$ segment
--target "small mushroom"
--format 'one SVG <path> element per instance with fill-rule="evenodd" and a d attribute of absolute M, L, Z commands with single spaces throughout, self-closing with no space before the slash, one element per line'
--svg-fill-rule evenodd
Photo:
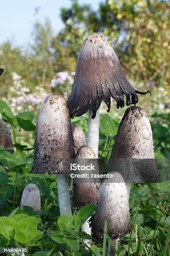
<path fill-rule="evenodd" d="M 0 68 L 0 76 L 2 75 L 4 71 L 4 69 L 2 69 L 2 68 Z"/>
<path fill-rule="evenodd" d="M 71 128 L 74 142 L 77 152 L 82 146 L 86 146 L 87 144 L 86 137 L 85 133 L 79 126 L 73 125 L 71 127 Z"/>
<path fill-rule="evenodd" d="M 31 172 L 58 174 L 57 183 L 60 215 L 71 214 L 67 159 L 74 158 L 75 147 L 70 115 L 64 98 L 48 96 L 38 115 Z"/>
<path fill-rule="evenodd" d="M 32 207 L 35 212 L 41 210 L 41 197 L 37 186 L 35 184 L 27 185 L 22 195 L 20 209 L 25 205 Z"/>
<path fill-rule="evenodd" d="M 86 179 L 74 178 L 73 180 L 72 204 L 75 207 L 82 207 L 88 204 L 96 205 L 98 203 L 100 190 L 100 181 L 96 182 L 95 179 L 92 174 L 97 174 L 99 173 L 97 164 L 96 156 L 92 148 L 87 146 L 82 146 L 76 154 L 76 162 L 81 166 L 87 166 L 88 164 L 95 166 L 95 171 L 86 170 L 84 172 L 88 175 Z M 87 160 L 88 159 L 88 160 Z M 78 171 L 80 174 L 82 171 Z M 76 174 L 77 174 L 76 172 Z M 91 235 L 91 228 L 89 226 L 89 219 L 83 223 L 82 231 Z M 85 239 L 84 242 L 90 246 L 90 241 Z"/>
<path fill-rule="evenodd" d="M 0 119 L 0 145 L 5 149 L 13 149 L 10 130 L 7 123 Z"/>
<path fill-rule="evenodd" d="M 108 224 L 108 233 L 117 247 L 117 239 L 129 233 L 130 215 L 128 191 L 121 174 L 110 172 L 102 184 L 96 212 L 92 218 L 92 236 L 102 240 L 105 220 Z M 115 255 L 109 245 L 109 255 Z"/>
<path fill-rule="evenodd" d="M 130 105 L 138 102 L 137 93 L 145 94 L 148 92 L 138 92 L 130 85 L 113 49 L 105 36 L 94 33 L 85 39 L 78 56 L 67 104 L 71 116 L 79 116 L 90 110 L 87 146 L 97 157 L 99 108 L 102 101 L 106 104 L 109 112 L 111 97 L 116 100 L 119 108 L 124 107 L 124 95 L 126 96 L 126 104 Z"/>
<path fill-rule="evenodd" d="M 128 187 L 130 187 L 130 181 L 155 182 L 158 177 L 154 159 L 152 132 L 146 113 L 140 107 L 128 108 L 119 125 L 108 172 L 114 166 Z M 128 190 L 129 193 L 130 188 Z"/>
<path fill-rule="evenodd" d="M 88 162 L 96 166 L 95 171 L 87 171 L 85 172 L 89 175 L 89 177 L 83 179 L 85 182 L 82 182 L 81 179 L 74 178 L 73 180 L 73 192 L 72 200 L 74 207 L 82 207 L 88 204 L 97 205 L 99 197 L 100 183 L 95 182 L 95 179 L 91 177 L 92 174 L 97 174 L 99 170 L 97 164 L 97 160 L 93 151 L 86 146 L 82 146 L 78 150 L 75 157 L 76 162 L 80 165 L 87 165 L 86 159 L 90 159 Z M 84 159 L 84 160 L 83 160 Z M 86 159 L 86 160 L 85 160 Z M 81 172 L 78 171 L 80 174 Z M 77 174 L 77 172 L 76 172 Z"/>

::::::::::

• ZU ERLEDIGENDE AUFGABE
Wandle alle Zeilen der Auflistung oben in eine nummerierte Liste ohne Leerzeilen um. Lass die Bilder in der Antwort weg.

• VOLLSTÄNDIGE ANTWORT
1. $ segment
2. --target "small mushroom"
3. --format 'one SVG <path> element per instance with fill-rule="evenodd" and a d attribute of absolute M, L, Z commands with single spaces throughout, self-closing with no space before the slash, one element per line'
4. --svg-fill-rule evenodd
5. Photo:
6. <path fill-rule="evenodd" d="M 0 68 L 0 76 L 2 75 L 4 71 L 4 69 L 2 69 L 2 68 Z"/>
7. <path fill-rule="evenodd" d="M 71 128 L 74 142 L 77 152 L 82 146 L 86 146 L 87 144 L 86 137 L 85 133 L 79 126 L 73 125 L 71 127 Z"/>
8. <path fill-rule="evenodd" d="M 31 172 L 58 174 L 57 183 L 60 215 L 71 214 L 67 159 L 74 158 L 75 147 L 70 115 L 64 98 L 48 96 L 38 115 Z"/>
9. <path fill-rule="evenodd" d="M 32 207 L 35 212 L 41 210 L 41 197 L 37 186 L 35 184 L 27 185 L 22 195 L 20 209 L 25 205 Z"/>
10. <path fill-rule="evenodd" d="M 86 179 L 74 178 L 73 180 L 72 204 L 75 207 L 82 207 L 88 204 L 96 205 L 98 203 L 100 190 L 100 181 L 96 182 L 95 179 L 92 174 L 97 174 L 99 173 L 97 164 L 96 156 L 92 148 L 87 146 L 82 146 L 76 154 L 76 162 L 81 166 L 87 166 L 88 164 L 95 166 L 95 171 L 86 170 L 84 172 L 88 175 Z M 87 160 L 88 159 L 88 160 Z M 78 171 L 80 174 L 82 171 Z M 76 174 L 77 174 L 76 172 Z M 91 235 L 91 228 L 89 226 L 89 219 L 83 223 L 82 231 Z M 85 239 L 84 242 L 90 246 L 90 241 Z"/>
11. <path fill-rule="evenodd" d="M 0 119 L 0 145 L 5 149 L 13 149 L 10 130 L 7 123 Z"/>
12. <path fill-rule="evenodd" d="M 108 224 L 108 233 L 117 247 L 117 239 L 129 233 L 130 215 L 128 191 L 121 174 L 110 172 L 102 184 L 96 212 L 92 218 L 92 236 L 102 240 L 105 220 Z M 115 255 L 109 245 L 109 255 Z"/>
13. <path fill-rule="evenodd" d="M 130 105 L 138 102 L 137 93 L 145 94 L 148 92 L 138 92 L 130 85 L 113 49 L 105 36 L 94 33 L 85 39 L 78 56 L 67 104 L 71 116 L 79 116 L 90 110 L 87 146 L 97 157 L 99 108 L 102 101 L 106 104 L 109 112 L 111 97 L 116 100 L 119 108 L 124 107 L 124 95 L 126 96 L 126 104 Z"/>
14. <path fill-rule="evenodd" d="M 128 187 L 130 187 L 130 181 L 155 182 L 158 177 L 154 159 L 152 132 L 146 113 L 140 107 L 128 108 L 119 125 L 108 172 L 114 166 Z M 128 190 L 129 193 L 130 188 Z"/>
15. <path fill-rule="evenodd" d="M 88 162 L 96 166 L 95 171 L 87 171 L 85 172 L 89 175 L 89 177 L 83 179 L 85 182 L 82 182 L 81 179 L 74 178 L 73 180 L 73 192 L 72 200 L 74 207 L 82 207 L 88 204 L 97 205 L 99 197 L 100 183 L 95 182 L 95 179 L 91 177 L 92 174 L 97 174 L 99 170 L 97 164 L 97 160 L 93 151 L 86 146 L 82 146 L 78 150 L 75 157 L 76 162 L 80 165 L 87 165 L 86 159 L 90 159 Z M 84 159 L 84 160 L 83 160 Z M 86 159 L 86 160 L 85 160 Z M 81 172 L 78 171 L 80 174 Z M 77 174 L 77 172 L 76 172 Z"/>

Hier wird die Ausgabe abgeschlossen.